───── Document segment

BV is reference the source data and BLUE VAN is referencing the "dashboard".  

I hope this is helpful to you!

Jan

----------


## rjedw1

Jan many thanks for this I will try it out as always good to learn new things.

I ended up using the following ...

=SUMIF('This Year'!$A$6:$A$366,Engine!$B70,INDEX('This Year'!$I$6:$T$366,0,Engine!$D$67))

where the a6:a366 contains the concatenation of site and metric, b70 is the concatenation derrived from the site selection from a drop down box - then the simple index worked with the D67 reference driven by the user selection of the period - which then drives a number.

As a first time user - impressed by getting a solution on the same day - thanks again.

Rob

----------


## jcaynes

Rob - glad it helped!  Often solutions are provided within a day, unless it is very complex or an oddity.

----------


## rjedw1

Hi again - could not find out how to post a new topic and searching was too vague

I am trying to do a custom number format that has zero decimal places if the number is >100 and <-100 - so between -100 and 100 i want to display 2 decimal places otherwise zero

I got the first part fro Chandoo and following the logic tried this - but it did not work - any help once again much appreciated

[<100]_(#,##0.00_);[<-100]_(#,##0);_(#,##0)  the first condition works - any positive number>100 has 1DP - the problem is with negative

----------


## yearwood6

Hi,

I need to make the formula below work for sumif or sumifs if possible.

──────────
───── Stored rows

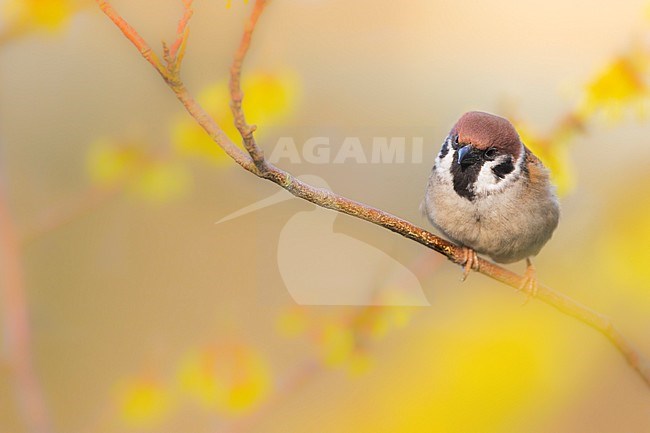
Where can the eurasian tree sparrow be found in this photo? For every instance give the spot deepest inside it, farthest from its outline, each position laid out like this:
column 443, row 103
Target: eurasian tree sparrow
column 490, row 194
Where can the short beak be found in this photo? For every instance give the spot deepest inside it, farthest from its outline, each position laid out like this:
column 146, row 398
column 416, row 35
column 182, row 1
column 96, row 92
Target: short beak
column 463, row 154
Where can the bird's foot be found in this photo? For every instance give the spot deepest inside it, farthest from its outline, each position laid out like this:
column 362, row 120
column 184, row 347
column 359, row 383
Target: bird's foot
column 471, row 262
column 529, row 283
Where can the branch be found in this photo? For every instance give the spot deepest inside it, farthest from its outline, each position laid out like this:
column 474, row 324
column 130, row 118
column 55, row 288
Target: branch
column 254, row 162
column 17, row 330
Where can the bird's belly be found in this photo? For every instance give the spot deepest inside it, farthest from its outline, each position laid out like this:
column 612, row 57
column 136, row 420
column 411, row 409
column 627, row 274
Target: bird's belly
column 497, row 226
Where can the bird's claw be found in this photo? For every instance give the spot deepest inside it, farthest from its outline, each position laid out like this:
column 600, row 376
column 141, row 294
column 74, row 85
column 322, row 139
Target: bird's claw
column 471, row 262
column 529, row 282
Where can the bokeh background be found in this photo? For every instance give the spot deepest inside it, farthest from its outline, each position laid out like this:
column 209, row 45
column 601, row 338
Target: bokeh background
column 145, row 315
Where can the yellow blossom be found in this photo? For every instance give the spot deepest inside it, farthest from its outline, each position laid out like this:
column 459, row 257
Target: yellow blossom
column 110, row 162
column 142, row 401
column 229, row 378
column 229, row 3
column 162, row 181
column 337, row 344
column 625, row 251
column 292, row 321
column 46, row 14
column 620, row 85
column 554, row 153
column 269, row 99
column 359, row 362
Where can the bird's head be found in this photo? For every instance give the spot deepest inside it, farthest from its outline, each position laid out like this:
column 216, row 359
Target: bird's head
column 482, row 153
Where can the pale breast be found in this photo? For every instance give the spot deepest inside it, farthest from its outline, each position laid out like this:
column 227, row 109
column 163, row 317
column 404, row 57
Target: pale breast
column 508, row 226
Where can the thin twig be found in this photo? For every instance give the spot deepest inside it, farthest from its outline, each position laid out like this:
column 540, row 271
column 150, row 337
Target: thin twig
column 256, row 164
column 29, row 393
column 236, row 94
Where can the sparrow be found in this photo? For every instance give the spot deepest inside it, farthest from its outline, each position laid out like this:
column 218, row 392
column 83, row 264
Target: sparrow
column 489, row 193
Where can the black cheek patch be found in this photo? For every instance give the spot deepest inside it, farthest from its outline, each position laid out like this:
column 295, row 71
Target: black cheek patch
column 504, row 168
column 465, row 178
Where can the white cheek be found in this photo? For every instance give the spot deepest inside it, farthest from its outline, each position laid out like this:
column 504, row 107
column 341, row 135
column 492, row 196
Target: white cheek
column 444, row 164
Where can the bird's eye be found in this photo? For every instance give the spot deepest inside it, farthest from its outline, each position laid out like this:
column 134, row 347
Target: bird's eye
column 490, row 153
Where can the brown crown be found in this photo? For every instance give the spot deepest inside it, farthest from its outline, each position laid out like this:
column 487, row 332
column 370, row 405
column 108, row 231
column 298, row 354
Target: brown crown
column 484, row 130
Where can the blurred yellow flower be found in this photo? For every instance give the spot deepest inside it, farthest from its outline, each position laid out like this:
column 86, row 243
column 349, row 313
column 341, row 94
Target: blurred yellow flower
column 620, row 85
column 46, row 14
column 554, row 153
column 377, row 321
column 269, row 99
column 292, row 321
column 485, row 369
column 143, row 401
column 625, row 252
column 162, row 181
column 110, row 163
column 229, row 3
column 229, row 378
column 336, row 344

──────────

Exercises to complete:
**1)** In the Excel forum thread, translate this sentence into Spanish: "Often solutions are provided within a day, unless it is very complex or an oddity."
**2)** Pick up the Excel forum thread from its final line and write what comes next.

Task responses:
**1)** A menudo las soluciones se ofrecen en un día, a menos que sea algo muy complejo o poco común.

**2)**
SUM(INDEX($C$4:$FB$15,MATCH($A24,$A$4:$A$15,0),MATCH($B24&C$22,$C$1:$FB$1,0)))

C4:FB15 is the sum range, A24 is the division name, A4:A15 is the list of divisions with eg Div 1 appearing in that list multiple times, B24 is sales & C22 is the week number, C1:FB1 is the range of eg salesweek01, salesweek02 etc.

My problem is the formula only gives me the sum of the first value instead of returning the total for that division.

Any help is greatly appreciated.

----------


## benno87

Hi
On first glance, you are only using a sum, not a sumif/s. Then use an index/match to identify which column to sum (use 0 as the row reference). Im on my phone but I think that may be all the help you need.

----------


## benno87

Hi
On first glance, you are only using a sum, not a sumif/s. Then use an index/match to identify which column to sum (use 0 as the row reference). Im on my phone but I think that may be all the help you need.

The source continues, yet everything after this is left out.